Текст для чтения

А все это вместе от Владлена Павленкова.

Наставник по йоге, написал Геннадию:

"Блажен, кто смолоду был молод.

Блажен, кто вовремя созрел.

Блажен, кто праздник жизни рано

Оставил, не допив до дна

Бокала полного вина.

Это маленькая жертва, Геннадий, ко дню рождения от Юку».

И, конечно же, подарил книгу, древнейшие гимны Индии — «Ригведу», с посвящением: «Пусть откроется перед Вашим взором древняя история индийского народа, его духовная культура, мудрость и глубина мысли. Может быть, эта книга поможет Вам, уважаемый мой друг — одинокий лебедь — сосредоточиться на всем чистом и идеальном, что дорого Вашему сердцу, и освободиться от

 

- 274 -

мирской суеты, чтобы переплыть на другой берег Океана».

Иван Кандыба, в переводе с украинского, пожелал «доброго здоровья и бодрости, несломимой силы воли и духа. Пусть же Ваши неутомимые и благородные усилия завершатся максимальным приближением к Вечной Истине».

Присовокупил и Гера свое: «...Я надеюсь, что ушедший год не прожит тобою даром, а принес много нового тебе и, следовательно, людям. Пусть и следующий твой год будет таким же плодотворным, а для этого надо, чтобы весь год у тебя было хорошее настроение, хорошее здоровье, хорошие друзья».

Гилель Бутман со своей командой торжественно вручил открыточку с надписью: «Да не отсохнет рука берущего и да не оскудеет рука дающего (котлеты, подливу, рыбу и т. д.). В далеких Индиях нас грешных не забудь».

Задание
Пожалуйста, подхватите текст о поздравлениях Геннадию ко дню рождения и продолжите его сразу после последней фразы. Следующий далее материал взят из другого источника.

Сохранённые данные
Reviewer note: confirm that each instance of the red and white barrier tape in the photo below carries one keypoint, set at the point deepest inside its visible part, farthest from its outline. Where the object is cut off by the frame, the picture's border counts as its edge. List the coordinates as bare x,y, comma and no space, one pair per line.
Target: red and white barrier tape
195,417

Результат выполнения
И вот эти открыточки, казалось бы, листочки бумаги, оживили немного остывающее уже было тело Гаврилова. Да от Гены Парамонова дошла к нему весточка. И жена, ради этого дня, гнев сменила на милость: «Поздравляю тебя с днем рождения и еще раз желаю тебе не стареть. Это у тебя, наверное, от того, что ты давно не менял занятий. Смени, например, занятия йогой на коллекционирование бабочек, или сделай гербарий сибирских комаров. Это тебя встряхнет. Только я не хочу видеть рядом с собою старика. Пощади. Этого ли мы с Любашей достойны?.. Желаю тебе много душевных и физических сил, которые еще очень пригодятся тебе и твоей семье».

Все это вместе что-то зажгло в нем, что-то в нем возгорелось. Вновь потянуло его к Философу — а Коля с палочкой еще, в фуфайке и зимней шапке, отогревается после скрутившего его паралича. У барака на лавочке, пригревшись на солнышке, они судачат уже о Чернышевском, о его геометрических построениях в эстетике и морали. И с Владленом вновь копья ломает о демократии и свободе, диктатуре и насилии. Вновь просматривает записи-сочинении Иосифа Виссарионовича, находя у него удивительные вещи, перлы иезуитской премудрости. К одним и тем же вопросам до Октября и после него, как и у Ленина, подходы прямо противоположные.

В 1901 году, в начале своей политической карьеры,

 

- 275 -

Сталин очень убедительно писал: «Лишь на развалинах самодержавия возможно построить общественный строй, опирающийся на участие народа в управлении государством, обеспечивающий свободу и учения, и стачек, и слова, и религии, и национальностей и т. д. и т. д. Лишь такой строй даст народу средства своей защиты от всяких угнетателей... лишь такой строй откроет свободный путь к лучшему будущему, к свободной борьбе за установление социалистического строя».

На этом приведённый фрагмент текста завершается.